# What this exercise asks:
A - In the article on refugee boys in Germany, how was Hassan brought to Germany?
B - Name every boy who is identified by name in the article on refugee boys in Germany.
C - From the article on refugee boys in Germany, write out everything from "By Nicolas Büchse" down to "and emotional terms.".

# Page extract:
::::::::

Font size:
Ansicht Home:
International

Alone in a New World

Refugee Kids Build New Lives in Europe

Some come to escape the brutality and horror of war -- others are sent by parents who hope they will one day send them money. The number of unaccompanied youth refugees from Africa and Iraq to Europe is increasing. They are part of a massive trend in global migration.

By Nicolas Büchse
Friday, 4/24/2009   05:09 PM

It was bombs that caused a young Iraqi to lose his home. It was an earthquake in the case of a Chinese teenager who is now no longer certain where he belongs. It was war in the case of a former child soldier from Sierra Leone who is plagued by recurrent nightmares.

This is the story of three boys who made it to Germany on their own in a physical sense but in many ways took longer to get here in mental and emotional terms.

Ibrahim*, 16, flew to Germany from Sierra Leone, armed with a fake passport. Jihua, 14, came by ship -- a trip that took several weeks to complete and took him from his former home in China to a country he knew absolutely nothing about. Hassan, 15, from Iraq, was brought here in a truck by a band of human traffickers.

When Hassan finally arrived on German soil, he didn't know whether his long and arduous journey would end in vain. He remembers being awakened at night by a sharp jab in the ribs. The smugglers shooed their human cargo off the bed of the truck they had used to transport them. Hassan and the other refugees in his group were left standing in the dark. The steady rattle of the truck's diesel engine, a sound that had been pounded into their heads for days, gradually faded away in the distance. All Hassan knew was that he was somewhere in a forest in Germany. It was night, it was cold, and he had no choice but to wait there until it was light enough to continue his journey.

::::::::

# Listed entries:
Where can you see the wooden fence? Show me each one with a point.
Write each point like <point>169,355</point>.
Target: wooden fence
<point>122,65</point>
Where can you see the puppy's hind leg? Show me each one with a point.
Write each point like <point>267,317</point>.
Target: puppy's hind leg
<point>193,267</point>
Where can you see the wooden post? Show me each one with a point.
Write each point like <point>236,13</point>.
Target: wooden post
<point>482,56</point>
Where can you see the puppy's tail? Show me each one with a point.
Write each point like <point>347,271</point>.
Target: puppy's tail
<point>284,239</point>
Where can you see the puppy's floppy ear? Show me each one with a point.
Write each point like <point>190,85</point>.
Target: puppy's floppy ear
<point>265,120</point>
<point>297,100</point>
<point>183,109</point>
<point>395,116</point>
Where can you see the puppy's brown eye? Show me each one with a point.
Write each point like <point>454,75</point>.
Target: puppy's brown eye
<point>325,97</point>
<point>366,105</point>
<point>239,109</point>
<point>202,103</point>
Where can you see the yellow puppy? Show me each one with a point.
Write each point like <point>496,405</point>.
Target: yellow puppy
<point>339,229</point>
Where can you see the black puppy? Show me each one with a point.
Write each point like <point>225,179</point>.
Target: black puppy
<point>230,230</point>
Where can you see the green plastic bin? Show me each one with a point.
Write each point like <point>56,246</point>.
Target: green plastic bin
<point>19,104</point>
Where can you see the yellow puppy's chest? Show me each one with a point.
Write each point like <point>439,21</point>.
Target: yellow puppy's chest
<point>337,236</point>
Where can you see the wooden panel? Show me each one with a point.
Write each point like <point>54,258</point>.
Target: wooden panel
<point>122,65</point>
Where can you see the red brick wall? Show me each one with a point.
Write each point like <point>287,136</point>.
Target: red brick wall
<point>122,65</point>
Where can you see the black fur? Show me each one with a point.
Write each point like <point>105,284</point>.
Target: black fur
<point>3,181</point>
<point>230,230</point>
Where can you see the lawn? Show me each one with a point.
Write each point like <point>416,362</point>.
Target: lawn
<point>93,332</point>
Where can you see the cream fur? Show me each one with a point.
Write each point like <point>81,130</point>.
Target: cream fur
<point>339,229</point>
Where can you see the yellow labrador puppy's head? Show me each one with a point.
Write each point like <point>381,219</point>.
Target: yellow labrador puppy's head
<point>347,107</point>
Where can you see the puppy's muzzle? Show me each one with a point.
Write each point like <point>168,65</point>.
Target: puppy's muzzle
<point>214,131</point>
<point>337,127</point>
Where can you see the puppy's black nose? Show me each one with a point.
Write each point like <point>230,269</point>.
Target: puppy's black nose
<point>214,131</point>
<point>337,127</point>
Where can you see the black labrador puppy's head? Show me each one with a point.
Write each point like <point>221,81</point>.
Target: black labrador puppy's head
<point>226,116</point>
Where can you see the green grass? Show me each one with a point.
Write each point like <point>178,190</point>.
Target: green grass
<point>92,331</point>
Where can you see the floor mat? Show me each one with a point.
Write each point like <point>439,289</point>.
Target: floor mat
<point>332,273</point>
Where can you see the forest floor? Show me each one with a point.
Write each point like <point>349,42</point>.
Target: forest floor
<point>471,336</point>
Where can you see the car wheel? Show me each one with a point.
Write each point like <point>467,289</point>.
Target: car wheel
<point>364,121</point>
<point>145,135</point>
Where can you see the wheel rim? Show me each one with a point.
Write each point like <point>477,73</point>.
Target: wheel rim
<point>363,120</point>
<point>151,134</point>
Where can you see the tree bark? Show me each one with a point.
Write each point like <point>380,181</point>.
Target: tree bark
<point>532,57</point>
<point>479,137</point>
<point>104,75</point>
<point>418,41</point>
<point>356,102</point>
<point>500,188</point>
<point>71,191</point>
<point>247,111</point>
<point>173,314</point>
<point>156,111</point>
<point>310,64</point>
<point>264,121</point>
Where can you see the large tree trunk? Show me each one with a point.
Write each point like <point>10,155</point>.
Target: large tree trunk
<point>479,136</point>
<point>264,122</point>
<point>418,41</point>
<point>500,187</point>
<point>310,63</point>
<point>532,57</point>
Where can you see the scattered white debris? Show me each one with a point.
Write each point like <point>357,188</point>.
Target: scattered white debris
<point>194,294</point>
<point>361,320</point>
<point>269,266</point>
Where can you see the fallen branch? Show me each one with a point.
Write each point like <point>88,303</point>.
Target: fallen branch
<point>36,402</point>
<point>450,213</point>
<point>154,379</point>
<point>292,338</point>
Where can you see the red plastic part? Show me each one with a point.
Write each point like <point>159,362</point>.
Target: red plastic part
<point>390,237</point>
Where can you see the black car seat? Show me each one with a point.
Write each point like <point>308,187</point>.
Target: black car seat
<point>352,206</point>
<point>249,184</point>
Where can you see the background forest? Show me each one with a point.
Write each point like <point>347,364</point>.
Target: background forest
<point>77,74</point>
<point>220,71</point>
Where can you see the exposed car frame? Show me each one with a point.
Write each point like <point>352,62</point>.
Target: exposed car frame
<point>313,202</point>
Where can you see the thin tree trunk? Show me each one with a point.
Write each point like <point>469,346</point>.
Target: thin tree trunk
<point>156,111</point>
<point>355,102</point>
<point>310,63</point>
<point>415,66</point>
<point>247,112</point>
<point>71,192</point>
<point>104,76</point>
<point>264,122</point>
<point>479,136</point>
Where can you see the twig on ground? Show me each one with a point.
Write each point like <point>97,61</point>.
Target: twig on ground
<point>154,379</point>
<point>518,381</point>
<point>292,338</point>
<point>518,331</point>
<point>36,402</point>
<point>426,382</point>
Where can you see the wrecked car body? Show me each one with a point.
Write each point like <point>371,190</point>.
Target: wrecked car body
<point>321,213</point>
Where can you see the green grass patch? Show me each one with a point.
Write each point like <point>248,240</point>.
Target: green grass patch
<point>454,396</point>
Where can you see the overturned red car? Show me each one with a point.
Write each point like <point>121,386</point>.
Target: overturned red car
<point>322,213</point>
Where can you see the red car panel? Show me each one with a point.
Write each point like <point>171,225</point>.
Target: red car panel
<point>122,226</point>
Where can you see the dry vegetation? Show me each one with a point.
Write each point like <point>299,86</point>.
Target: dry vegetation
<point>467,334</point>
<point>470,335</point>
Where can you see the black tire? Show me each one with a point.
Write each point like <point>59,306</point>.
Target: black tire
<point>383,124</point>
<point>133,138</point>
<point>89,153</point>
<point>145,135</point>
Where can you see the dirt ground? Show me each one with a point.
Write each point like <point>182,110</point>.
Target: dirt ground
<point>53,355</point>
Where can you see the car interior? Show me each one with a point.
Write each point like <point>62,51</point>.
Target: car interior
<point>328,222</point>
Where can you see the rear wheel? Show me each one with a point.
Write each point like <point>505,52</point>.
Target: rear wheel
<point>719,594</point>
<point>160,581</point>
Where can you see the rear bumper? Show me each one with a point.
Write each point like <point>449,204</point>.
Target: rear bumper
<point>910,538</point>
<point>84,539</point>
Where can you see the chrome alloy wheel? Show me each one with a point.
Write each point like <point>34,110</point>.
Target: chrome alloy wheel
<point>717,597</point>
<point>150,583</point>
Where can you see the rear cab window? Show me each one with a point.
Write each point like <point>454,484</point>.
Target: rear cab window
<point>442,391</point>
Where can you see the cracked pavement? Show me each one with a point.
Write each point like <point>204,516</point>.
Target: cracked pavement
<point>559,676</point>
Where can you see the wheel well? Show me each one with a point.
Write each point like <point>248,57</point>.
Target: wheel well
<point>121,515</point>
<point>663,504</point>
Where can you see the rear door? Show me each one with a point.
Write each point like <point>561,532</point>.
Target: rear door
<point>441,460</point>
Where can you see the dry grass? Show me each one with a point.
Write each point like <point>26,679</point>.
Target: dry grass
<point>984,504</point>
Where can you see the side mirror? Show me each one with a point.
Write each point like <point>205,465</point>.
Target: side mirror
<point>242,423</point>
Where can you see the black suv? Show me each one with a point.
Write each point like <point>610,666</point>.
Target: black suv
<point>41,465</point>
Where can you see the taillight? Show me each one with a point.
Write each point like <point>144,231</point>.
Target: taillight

::::::::

# Task results:
A - He was brought in a truck by a band of human traffickers.

B - Ibrahim, Jihua, Hassan

C -
By Nicolas Büchse
Friday, 4/24/2009   05:09 PM

It was bombs that caused a young Iraqi to lose his home. It was an earthquake in the case of a Chinese teenager who is now no longer certain where he belongs. It was war in the case of a former child soldier from Sierra Leone who is plagued by recurrent nightmares.

This is the story of three boys who made it to Germany on their own in a physical sense but in many ways took longer to get here in mental and emotional terms.